• **Job**
Reproduce the text of every item below word for word, leaving out the pictures.

==== Provided information ====

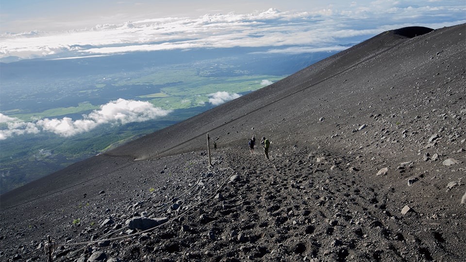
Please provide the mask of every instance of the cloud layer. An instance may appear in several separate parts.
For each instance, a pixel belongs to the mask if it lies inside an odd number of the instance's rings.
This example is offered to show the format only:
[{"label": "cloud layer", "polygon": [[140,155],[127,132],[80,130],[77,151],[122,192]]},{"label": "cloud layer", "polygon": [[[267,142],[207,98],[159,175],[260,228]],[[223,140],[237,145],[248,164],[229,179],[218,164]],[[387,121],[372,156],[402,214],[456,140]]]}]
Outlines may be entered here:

====

• **Task response**
Please provide the mask of every instance of the cloud layer. An instance may appear in several separate parts.
For each instance, a pixel belongs to the mask if it lies inside an odd number of the instance's rings.
This example is offered to show the format only:
[{"label": "cloud layer", "polygon": [[140,155],[127,132],[80,130],[77,151],[122,192]]},{"label": "cloud layer", "polygon": [[[267,142],[207,98],[159,175],[260,228]],[[223,140],[237,145],[248,164],[229,179],[218,164]],[[387,121],[372,156],[402,214],[456,140]]]}]
Outlines may be entered here:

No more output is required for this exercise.